TAREFAS
A: Por favor, reescreva o trecho sobre dismenorreia secundária de "A dismenorréia secundária" a "passar dos anos.", substituindo "baixo ventre" por "abdome inferior".
B: No trecho sobre dismenorreia secundária, a partir de que idade ela é mais frequente?

TRECHO
══════

A dismenorréia secundária é sempre resultante de alguma alteração anatômica. Ela pode ser provocada por malformações canaliculares ou uterinas, endometriose, infecções crônicas ou agudas, tumores benignos (mioma, pólipos) ou tumores malignos (adenocarcinoma do endométrio ou sarcoma), presença de corpos estranhos dentro da cavidade uterina (DIU) etc. A dor é referida na região do baixo ventre com irradiação para a região lombar e normalmente ocorre algumas horas ou dias antes da início da menstruação, persistindo durante toda a perda sangüínea. É mais freqüente após os 25 anos e tende a piorar com o passar dos anos.

══════

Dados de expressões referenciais
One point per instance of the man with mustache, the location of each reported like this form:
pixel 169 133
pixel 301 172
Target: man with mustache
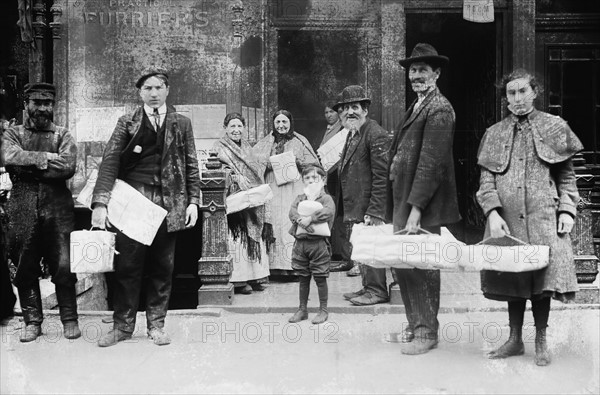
pixel 40 157
pixel 152 149
pixel 361 194
pixel 422 189
pixel 334 126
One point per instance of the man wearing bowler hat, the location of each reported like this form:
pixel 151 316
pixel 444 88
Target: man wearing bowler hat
pixel 152 149
pixel 40 157
pixel 361 193
pixel 422 189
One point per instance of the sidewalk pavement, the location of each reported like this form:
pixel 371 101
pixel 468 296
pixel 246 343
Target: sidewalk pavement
pixel 460 292
pixel 224 352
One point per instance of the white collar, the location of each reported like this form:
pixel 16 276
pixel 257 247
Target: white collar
pixel 162 110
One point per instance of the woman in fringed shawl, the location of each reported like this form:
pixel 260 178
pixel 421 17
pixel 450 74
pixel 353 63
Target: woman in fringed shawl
pixel 282 139
pixel 246 227
pixel 528 189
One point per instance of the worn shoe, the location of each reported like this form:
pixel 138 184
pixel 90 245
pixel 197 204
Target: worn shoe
pixel 542 355
pixel 408 335
pixel 341 266
pixel 71 330
pixel 352 295
pixel 419 345
pixel 513 346
pixel 257 287
pixel 367 299
pixel 355 271
pixel 159 336
pixel 245 290
pixel 298 316
pixel 321 317
pixel 30 333
pixel 113 337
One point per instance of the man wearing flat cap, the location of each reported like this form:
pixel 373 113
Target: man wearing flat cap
pixel 40 157
pixel 152 150
pixel 361 195
pixel 422 189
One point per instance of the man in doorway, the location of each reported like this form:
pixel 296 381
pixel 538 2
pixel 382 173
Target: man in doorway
pixel 40 157
pixel 152 150
pixel 334 126
pixel 422 189
pixel 361 195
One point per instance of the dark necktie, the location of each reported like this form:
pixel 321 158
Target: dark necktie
pixel 156 117
pixel 351 142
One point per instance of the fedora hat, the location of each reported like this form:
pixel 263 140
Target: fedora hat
pixel 150 72
pixel 351 94
pixel 425 53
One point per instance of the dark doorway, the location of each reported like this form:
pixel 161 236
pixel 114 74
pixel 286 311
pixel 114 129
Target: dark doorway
pixel 313 66
pixel 468 82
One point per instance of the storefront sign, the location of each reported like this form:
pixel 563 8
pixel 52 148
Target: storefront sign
pixel 480 11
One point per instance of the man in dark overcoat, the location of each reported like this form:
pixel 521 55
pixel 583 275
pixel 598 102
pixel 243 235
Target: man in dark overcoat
pixel 152 150
pixel 422 189
pixel 361 195
pixel 334 126
pixel 40 157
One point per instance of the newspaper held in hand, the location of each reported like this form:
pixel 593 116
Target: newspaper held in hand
pixel 92 251
pixel 331 152
pixel 284 167
pixel 128 210
pixel 252 197
pixel 380 247
pixel 306 208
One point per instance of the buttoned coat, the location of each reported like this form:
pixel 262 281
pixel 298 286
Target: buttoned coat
pixel 422 164
pixel 363 174
pixel 180 179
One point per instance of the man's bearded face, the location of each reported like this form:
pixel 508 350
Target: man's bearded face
pixel 353 116
pixel 41 112
pixel 422 77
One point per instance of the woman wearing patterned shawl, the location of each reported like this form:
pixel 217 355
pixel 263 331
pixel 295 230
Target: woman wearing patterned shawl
pixel 528 189
pixel 247 227
pixel 282 139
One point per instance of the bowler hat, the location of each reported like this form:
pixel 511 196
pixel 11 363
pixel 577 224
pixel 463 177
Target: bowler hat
pixel 352 94
pixel 150 72
pixel 39 91
pixel 425 53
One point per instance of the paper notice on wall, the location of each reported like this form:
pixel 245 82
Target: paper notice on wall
pixel 96 124
pixel 207 119
pixel 128 210
pixel 331 152
pixel 480 11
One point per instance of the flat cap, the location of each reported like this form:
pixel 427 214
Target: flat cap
pixel 351 94
pixel 151 72
pixel 39 91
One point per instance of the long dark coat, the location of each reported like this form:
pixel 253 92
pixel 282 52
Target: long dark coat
pixel 40 209
pixel 422 166
pixel 362 175
pixel 180 179
pixel 528 177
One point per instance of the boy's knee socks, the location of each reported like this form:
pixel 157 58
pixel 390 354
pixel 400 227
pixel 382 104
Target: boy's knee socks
pixel 304 291
pixel 323 292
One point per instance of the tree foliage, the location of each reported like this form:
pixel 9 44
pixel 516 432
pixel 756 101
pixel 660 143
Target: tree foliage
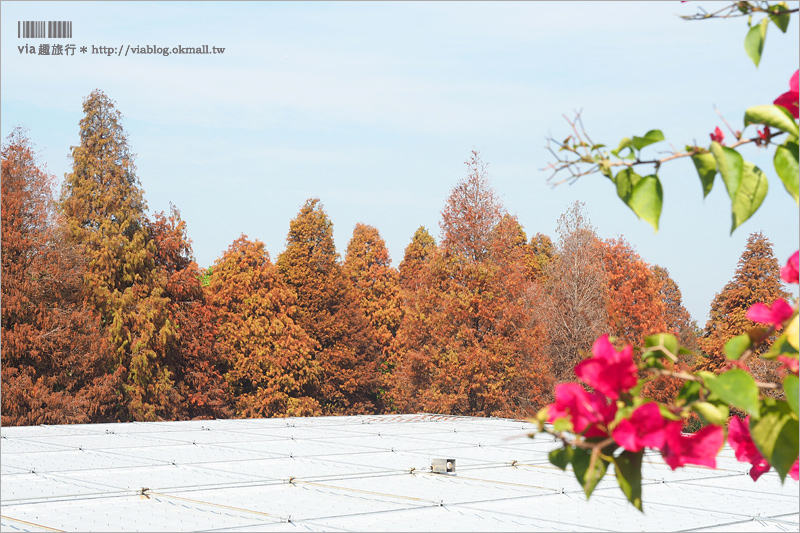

══════

RESPOSTAS ESCRITAS
A:
A dismenorréia secundária é sempre resultante de alguma alteração anatômica. Ela pode ser provocada por malformações canaliculares ou uterinas, endometriose, infecções crônicas ou agudas, tumores benignos (mioma, pólipos) ou tumores malignos (adenocarcinoma do endométrio ou sarcoma), presença de corpos estranhos dentro da cavidade uterina (DIU) etc. A dor é referida na região do abdome inferior com irradiação para a região lombar e normalmente ocorre algumas horas ou dias antes da início da menstruação, persistindo durante toda a perda sangüínea. É mais freqüente após os 25 anos e tende a piorar com o passar dos anos.

B: Após os 25 anos.